■ ФРАГМЕНТ ДЛЯ ЧТЕНИЯ
_____
"Для меня давно стало ясным, что, если при съёмке душа и сердце остаются холодными, фотографии окажутся мёртвыми. Если увиденное не взволновало меня, то почему должно взволновать зрителей?" И. Шпиленок
За увлечёнными чем-то людьми приятно наблюдать. Глаза горят, сверкают, на лице улыбка, восторг, вокруг них всё наэлектризовано, кипит, бурлит, они сами где-то там, в других мирах. Ещё приятнее читать или слушать их рассказы, смотреть фотографии, рисунки. Особенно когда они этим делятся с жаром, полностью отдавшись порыву. И незаметно для себя ты следуешь за ними, в это их увлечение, в тот мир, сама загораешься этой страстью и уже не хочешь уходить из этого "измерения".
Книги таких людей - это путешествие, это целый мир, который вырывается со страниц, окружает тебя и ты понимаешь, что в ближайший час ты для своего мира потеряна.
"Камчатка, которую я люблю" Шпиленка - как раз из таких книг. Смотришь необычайно красивые, живые фотографии - и ты уже там, на Камчатке. Читаешь истории из житья-бытья сотрудников заповедников - и они такие душевные, простые, как будто их тебе рассказывают где-нибудь у костерка или теплой печки за кружками чая. И на душе становится хорошо-хорошо.
В тот день я едва насладился первыми глотками кофе и достал ноутбук, как на веранде заскрипели половицы. «Заходите, Людмила Ефимовна!» — пригласил я. Дело в том, что накануне в Долину прилетела Людмила Ефимовна Лобкова, известный на Камчатке энтомолог. Она уже несколько десятилетий изучает, как насекомые приспособились использовать с выгодой для себя вулканическое тепло.
Вечером она заходила к нам на чай и принесла еще горячую сковороду только что поджаренных семечек. Уходя в свою соседнюю избушку, сковородку с недогрызенными семечками оставила у нас, сказала, что заберет утром. Но сейчас она почему-то топталась в сенях, не решаясь зайти.
_____
■ СОДЕРЖИМОЕ НАБОРА ДАННЫХ
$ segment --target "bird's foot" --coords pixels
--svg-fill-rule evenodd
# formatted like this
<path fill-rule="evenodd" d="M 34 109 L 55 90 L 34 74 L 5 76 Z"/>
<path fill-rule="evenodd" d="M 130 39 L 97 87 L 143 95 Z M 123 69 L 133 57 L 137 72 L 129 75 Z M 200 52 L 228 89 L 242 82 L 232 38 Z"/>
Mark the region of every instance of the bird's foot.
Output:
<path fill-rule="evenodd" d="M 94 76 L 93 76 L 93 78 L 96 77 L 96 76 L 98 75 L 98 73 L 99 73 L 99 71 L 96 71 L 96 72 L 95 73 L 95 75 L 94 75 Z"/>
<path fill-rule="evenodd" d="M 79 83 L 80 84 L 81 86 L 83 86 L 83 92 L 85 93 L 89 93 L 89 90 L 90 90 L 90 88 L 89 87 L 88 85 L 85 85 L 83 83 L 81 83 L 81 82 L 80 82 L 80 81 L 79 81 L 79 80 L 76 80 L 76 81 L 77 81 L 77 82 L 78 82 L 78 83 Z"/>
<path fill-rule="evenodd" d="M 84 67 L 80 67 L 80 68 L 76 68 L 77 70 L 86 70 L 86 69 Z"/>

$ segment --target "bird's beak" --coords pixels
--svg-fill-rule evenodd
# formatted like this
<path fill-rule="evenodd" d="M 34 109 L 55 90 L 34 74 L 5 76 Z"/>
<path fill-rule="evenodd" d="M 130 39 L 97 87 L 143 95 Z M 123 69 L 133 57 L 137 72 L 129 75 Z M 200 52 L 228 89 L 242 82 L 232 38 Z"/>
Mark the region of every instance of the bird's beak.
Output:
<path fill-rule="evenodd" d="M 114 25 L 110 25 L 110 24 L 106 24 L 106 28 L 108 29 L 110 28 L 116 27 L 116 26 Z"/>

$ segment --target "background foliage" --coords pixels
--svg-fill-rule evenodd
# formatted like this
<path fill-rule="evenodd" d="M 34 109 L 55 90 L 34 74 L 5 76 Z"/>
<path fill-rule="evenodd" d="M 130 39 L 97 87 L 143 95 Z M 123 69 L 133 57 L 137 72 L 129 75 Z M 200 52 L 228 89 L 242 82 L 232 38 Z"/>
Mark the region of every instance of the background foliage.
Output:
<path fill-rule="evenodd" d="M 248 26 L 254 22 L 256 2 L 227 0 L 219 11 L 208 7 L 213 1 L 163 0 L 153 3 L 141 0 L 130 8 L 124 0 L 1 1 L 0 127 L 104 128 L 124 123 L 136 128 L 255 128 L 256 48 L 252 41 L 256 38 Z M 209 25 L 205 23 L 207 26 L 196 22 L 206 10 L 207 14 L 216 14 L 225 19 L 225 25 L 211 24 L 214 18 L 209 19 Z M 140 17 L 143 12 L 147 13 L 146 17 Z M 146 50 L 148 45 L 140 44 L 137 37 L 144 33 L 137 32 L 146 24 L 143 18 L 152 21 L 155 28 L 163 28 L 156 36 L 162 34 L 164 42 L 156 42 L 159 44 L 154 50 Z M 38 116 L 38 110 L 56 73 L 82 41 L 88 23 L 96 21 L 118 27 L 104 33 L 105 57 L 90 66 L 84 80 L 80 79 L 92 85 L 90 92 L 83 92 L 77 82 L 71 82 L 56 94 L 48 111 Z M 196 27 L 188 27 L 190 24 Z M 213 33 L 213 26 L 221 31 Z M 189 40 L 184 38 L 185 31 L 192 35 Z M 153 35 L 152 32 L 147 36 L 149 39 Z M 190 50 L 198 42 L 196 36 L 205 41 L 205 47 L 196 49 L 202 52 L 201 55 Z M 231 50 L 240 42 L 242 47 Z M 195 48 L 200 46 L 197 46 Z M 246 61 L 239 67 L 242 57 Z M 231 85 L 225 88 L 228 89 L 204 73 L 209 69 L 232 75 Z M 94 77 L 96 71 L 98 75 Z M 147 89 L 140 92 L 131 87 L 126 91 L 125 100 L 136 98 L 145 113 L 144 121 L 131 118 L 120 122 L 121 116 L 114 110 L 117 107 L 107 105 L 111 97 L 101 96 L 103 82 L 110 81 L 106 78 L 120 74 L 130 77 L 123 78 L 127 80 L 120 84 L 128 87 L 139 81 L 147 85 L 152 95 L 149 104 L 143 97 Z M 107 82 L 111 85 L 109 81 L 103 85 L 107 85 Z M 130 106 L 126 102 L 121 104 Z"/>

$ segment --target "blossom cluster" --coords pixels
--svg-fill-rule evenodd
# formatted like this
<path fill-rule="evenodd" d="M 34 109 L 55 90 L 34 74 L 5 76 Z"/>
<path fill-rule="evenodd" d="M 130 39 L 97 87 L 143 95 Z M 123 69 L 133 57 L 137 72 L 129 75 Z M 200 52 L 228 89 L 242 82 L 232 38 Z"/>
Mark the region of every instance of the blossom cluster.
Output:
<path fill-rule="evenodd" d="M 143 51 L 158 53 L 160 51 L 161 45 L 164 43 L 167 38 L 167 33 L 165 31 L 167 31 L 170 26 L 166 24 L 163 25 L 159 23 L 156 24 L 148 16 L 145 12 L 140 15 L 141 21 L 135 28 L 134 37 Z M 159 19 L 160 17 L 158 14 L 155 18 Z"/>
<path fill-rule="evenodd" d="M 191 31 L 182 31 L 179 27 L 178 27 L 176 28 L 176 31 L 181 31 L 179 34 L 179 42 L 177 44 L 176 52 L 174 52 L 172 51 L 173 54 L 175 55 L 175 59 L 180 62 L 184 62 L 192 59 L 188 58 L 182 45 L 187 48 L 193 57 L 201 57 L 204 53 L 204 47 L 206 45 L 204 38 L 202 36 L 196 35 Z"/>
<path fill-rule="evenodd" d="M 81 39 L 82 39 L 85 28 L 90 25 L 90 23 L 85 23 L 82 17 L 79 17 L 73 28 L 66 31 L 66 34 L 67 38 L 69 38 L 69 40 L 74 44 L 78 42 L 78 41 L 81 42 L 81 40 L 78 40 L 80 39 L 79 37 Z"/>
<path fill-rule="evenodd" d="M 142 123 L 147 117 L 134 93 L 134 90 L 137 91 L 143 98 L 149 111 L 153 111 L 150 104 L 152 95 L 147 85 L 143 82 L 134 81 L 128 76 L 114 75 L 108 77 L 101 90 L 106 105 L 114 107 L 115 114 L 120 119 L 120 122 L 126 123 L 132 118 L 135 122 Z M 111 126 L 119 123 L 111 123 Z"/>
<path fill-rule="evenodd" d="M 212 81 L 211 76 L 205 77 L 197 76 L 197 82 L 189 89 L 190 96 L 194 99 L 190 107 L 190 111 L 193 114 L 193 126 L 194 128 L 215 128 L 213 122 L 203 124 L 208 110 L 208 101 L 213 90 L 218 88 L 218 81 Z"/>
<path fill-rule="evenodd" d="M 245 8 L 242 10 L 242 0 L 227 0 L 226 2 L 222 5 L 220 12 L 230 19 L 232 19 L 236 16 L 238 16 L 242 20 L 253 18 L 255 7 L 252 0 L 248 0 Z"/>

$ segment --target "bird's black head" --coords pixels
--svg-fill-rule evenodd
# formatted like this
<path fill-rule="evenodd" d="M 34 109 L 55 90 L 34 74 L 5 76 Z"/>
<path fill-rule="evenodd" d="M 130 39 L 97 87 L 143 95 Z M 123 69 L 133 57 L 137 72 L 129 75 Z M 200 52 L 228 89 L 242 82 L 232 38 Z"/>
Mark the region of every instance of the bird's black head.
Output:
_____
■ ВОПРОСЫ
**a)** Воспроизведите дословно часть текста о книге «Камчатка, которую я люблю», начиная со слов «В тот день я» и далее вплоть до слов «не решаясь зайти.».
**b)** Продолжите текст о книге «Камчатка, которую я люблю», начав сразу после последнего приведенного в нем предложения.
Строки взяты из другого источника.

■ ОТВЕТЫ
**a)**
В тот день я едва насладился первыми глотками кофе и достал ноутбук, как на веранде заскрипели половицы. «Заходите, Людмила Ефимовна!» — пригласил я. Дело в том, что накануне в Долину прилетела Людмила Ефимовна Лобкова, известный на Камчатке энтомолог. Она уже несколько десятилетий изучает, как насекомые приспособились использовать с выгодой для себя вулканическое тепло.
Вечером она заходила к нам на чай и принесла еще горячую сковороду только что поджаренных семечек. Уходя в свою соседнюю избушку, сковородку с недогрызенными семечками оставила у нас, сказала, что заберет утром. Но сейчас она почему-то топталась в сенях, не решаясь зайти.

**b)**
«Заходите, не стесняйтесь!» — повторил я, но Людмила Ефимовна продолжала переминаться с ноги на ногу, скрипя досками. Я встал с лавки и, держа ноутбук в руках, ногой толкнул дверь, которая легко открылась и уперлась во что-то мягкое. Я открыл уже рот, чтобы извиниться, но осекся на полуслове: в сенях стоял медведь.
Вид у него был вполне миролюбивый, заметно смущенный, словно он чувствовал себя виноватым, что нарушил нашу частную жизнь. Но кто этого медведя знает! Я тут же закрыл дверь, успев заметить, что оба ружья — мое и Володино — висят на гвоздях прямо за медведем.
Возвратился в комнату, поставил компьютер на лавку и услышал, как «Людмила Ефимовна» начала разворачиваться на узкой веранде, чтобы выйти. Посыпались инструменты, висевшие на стенах, рухнула поленница дров, загремели пустые ящики, составленные у стены, забренчали опрокинутые ведра.
«Что это?» — спросонья спросил Володя. «Людмила Ефимовна сковороду ищет», — невозмутимо ответил я. Володя вскочил с постели, схватил со стола сковороду и попытался выбежать в сени, но дверь с размаху ударилась в медвежий зад, подтолкнув зверя наружу. Володя мгновенно оценил ситуацию и захлопнул дверь.